# [Passage for review]
Julian Birkinshaw, London Business School Term Chair Professor of Strategy and Entrepreneurship
2014 will be a year of continued excitement in the capital markets. 2013 was a boom year for Initial Public Offerings (IPO), the biggest year since 2007 in fact. But 2014 will mark a shift in emphasis in the IPO market. Twitter was the last big social media IPO for a while, following the launches of Facebook, Zynga and Groupon. Instead, attention will turn to companies with real business models and solid cashflows, following the successful IPOs of the Royal Mail and Merlin. There could also be a return to merger mania, with big deals now looking highly plausible in the worlds of banking, pharmaceuticals and telecoms.
The mobile industry will continue to capture more than its share of the headlines in 2014. History will repeat itself in the operating system standards war. Google’s Android will continue to increase its market share, as long as Samsung stays on board. Apple’s closed system will lose ground. Blackberry will die out. The big question market is Microsoft/Nokia’s Windows 8 system, and my hunch is it will make a comeback, with Microsoft continuing to throw money at it, until it secures second-place in the smartphone market.

# [Records supplied]

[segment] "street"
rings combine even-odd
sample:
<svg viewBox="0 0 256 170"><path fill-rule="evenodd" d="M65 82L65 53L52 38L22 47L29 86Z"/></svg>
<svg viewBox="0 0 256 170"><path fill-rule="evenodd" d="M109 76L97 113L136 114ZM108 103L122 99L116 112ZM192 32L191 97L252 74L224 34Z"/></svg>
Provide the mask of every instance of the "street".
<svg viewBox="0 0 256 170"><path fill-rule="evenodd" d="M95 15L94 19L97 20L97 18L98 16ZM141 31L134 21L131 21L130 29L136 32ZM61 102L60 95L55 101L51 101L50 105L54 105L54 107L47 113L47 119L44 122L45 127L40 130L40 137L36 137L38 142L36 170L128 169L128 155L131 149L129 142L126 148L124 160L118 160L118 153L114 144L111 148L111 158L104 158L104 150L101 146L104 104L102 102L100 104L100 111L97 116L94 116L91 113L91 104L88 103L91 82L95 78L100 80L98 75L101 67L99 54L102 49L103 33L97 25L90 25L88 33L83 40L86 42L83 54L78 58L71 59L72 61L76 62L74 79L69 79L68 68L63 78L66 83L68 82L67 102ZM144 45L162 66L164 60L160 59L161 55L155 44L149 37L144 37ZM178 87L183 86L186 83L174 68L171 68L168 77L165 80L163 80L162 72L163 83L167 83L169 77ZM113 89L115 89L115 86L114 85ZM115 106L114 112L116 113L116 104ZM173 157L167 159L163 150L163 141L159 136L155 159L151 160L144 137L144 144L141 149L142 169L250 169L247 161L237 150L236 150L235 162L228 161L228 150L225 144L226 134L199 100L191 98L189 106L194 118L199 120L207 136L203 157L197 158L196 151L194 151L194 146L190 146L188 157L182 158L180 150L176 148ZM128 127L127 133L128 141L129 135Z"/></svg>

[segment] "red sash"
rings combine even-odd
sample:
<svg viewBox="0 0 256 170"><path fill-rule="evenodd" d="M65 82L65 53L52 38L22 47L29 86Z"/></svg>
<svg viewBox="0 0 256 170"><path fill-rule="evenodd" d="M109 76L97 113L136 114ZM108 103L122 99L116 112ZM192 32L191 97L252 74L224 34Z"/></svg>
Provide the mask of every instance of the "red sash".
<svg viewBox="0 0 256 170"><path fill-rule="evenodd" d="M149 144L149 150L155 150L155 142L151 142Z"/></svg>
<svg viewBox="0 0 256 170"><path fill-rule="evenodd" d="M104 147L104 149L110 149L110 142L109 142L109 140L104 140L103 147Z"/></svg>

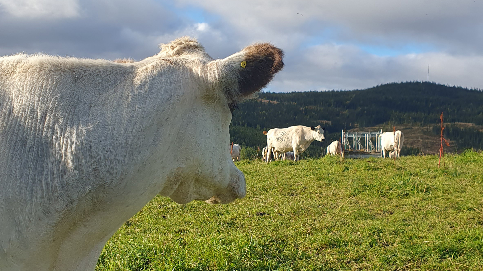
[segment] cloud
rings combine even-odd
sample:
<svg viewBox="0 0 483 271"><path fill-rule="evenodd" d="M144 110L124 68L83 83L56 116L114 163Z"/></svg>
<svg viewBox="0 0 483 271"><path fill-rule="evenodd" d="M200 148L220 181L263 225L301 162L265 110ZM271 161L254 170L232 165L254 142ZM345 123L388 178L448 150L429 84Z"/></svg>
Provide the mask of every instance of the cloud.
<svg viewBox="0 0 483 271"><path fill-rule="evenodd" d="M214 58L256 41L285 53L267 89L429 80L483 88L483 2L473 0L0 0L0 55L141 59L181 36Z"/></svg>
<svg viewBox="0 0 483 271"><path fill-rule="evenodd" d="M445 53L379 56L353 45L325 44L286 59L285 68L270 86L275 92L349 90L381 83L429 80L481 88L483 56Z"/></svg>
<svg viewBox="0 0 483 271"><path fill-rule="evenodd" d="M0 0L1 10L21 18L73 18L79 7L77 0Z"/></svg>

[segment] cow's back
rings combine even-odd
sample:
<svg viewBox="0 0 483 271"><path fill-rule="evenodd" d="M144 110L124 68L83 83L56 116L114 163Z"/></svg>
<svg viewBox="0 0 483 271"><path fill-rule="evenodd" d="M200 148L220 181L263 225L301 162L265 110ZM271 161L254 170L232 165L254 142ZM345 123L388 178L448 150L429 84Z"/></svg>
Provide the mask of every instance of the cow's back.
<svg viewBox="0 0 483 271"><path fill-rule="evenodd" d="M293 151L293 143L303 136L303 130L300 125L284 128L273 128L267 134L268 140L270 140L272 146L277 151L283 152Z"/></svg>
<svg viewBox="0 0 483 271"><path fill-rule="evenodd" d="M0 57L0 261L2 251L15 255L9 244L28 254L34 240L54 236L60 210L72 212L67 228L94 211L104 192L99 188L121 179L148 155L139 131L158 126L140 120L163 101L148 97L155 90L146 81L154 74L139 65ZM93 200L82 210L86 195Z"/></svg>

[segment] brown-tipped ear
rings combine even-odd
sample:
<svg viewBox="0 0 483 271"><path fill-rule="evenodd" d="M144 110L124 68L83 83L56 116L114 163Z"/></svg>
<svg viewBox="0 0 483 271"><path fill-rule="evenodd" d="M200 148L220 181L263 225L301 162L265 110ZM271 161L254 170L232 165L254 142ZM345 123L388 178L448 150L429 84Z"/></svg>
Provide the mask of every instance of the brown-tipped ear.
<svg viewBox="0 0 483 271"><path fill-rule="evenodd" d="M243 97L260 91L284 68L284 52L270 43L245 47L239 69L238 90Z"/></svg>

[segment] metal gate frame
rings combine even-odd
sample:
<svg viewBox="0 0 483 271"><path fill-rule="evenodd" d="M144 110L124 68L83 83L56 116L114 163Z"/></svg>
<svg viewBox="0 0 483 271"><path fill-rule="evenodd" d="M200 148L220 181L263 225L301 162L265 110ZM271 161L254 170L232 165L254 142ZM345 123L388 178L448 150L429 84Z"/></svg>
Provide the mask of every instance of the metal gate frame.
<svg viewBox="0 0 483 271"><path fill-rule="evenodd" d="M382 130L379 132L344 132L342 130L341 138L344 156L348 158L382 157L379 136L382 133ZM352 139L352 143L349 139Z"/></svg>

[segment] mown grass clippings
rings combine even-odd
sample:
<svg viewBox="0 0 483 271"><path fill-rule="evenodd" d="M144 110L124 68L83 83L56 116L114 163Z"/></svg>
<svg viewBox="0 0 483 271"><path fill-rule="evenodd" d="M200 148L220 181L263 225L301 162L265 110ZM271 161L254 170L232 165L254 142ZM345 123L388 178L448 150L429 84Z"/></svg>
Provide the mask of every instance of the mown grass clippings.
<svg viewBox="0 0 483 271"><path fill-rule="evenodd" d="M446 163L238 162L245 198L156 197L109 241L97 270L480 270L483 154Z"/></svg>

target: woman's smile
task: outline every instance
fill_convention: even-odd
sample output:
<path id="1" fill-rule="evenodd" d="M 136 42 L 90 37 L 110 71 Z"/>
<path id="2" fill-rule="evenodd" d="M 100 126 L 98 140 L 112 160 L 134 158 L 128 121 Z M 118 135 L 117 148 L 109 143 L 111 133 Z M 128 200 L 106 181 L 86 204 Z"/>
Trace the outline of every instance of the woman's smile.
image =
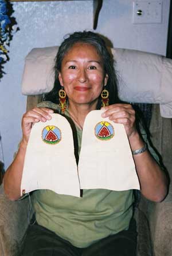
<path id="1" fill-rule="evenodd" d="M 95 46 L 75 43 L 65 55 L 58 78 L 69 105 L 96 106 L 108 76 Z"/>
<path id="2" fill-rule="evenodd" d="M 86 87 L 86 86 L 75 86 L 74 89 L 76 91 L 79 91 L 80 92 L 85 92 L 87 91 L 89 91 L 91 89 L 91 87 Z"/>

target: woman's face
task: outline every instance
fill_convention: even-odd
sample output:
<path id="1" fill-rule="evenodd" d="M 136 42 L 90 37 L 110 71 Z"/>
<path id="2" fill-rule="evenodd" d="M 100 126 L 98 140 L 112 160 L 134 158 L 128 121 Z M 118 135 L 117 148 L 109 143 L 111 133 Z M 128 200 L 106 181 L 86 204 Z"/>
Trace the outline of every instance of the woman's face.
<path id="1" fill-rule="evenodd" d="M 65 55 L 58 78 L 69 104 L 96 104 L 108 75 L 103 59 L 91 44 L 75 43 Z"/>

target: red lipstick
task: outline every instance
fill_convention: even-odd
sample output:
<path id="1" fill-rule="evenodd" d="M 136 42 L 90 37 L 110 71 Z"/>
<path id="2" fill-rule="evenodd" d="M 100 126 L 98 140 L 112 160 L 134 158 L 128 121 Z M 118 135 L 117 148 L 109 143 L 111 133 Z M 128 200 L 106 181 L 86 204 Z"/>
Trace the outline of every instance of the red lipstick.
<path id="1" fill-rule="evenodd" d="M 84 87 L 84 86 L 76 86 L 75 87 L 75 89 L 76 91 L 79 91 L 80 92 L 85 92 L 86 91 L 88 91 L 91 89 L 90 87 Z"/>

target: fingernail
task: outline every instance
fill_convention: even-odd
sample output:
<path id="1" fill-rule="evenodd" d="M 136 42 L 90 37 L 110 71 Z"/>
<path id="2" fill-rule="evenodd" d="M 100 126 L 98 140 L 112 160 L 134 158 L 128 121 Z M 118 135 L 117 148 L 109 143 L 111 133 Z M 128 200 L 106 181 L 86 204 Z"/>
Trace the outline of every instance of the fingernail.
<path id="1" fill-rule="evenodd" d="M 50 120 L 52 119 L 52 117 L 50 115 L 48 115 L 46 116 L 46 118 L 48 119 L 48 120 Z"/>

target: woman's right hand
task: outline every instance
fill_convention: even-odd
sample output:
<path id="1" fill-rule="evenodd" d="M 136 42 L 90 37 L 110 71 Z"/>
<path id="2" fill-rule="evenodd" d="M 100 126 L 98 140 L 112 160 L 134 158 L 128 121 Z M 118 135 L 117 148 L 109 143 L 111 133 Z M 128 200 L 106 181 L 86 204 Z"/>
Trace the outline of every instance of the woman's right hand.
<path id="1" fill-rule="evenodd" d="M 53 110 L 50 108 L 34 107 L 24 114 L 22 119 L 22 141 L 25 145 L 28 145 L 33 124 L 40 121 L 46 122 L 46 120 L 50 120 L 52 116 L 50 114 L 53 112 Z"/>

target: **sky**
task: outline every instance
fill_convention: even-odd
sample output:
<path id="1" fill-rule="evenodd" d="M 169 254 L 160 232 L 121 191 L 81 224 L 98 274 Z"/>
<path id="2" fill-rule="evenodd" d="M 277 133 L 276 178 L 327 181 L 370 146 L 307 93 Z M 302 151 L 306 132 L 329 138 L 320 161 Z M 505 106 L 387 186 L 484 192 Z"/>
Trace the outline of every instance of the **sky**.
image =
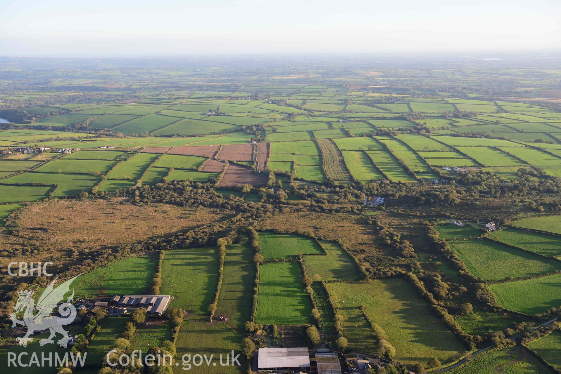
<path id="1" fill-rule="evenodd" d="M 561 49 L 559 0 L 0 0 L 0 55 Z"/>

# [What is being asked]
Decide whether each statement agrees with the 2014 forecast above. Answer yes or no, and quote the words of the forecast that settle it.
(a) The forecast calls 2013 the biggest year for IPOs since 2007.
(b) The forecast expects Apple's closed system to gain ground.
(c) The forecast says Google's Android will keep increasing its market share as long as Samsung stays on board.

# [Solution to this exercise]
(a) Yes: "the biggest year since 2007 in fact"
(b) No: "Apple’s closed system will lose ground."
(c) Yes: "Google’s Android will continue to increase its market share, as long as Samsung stays on board."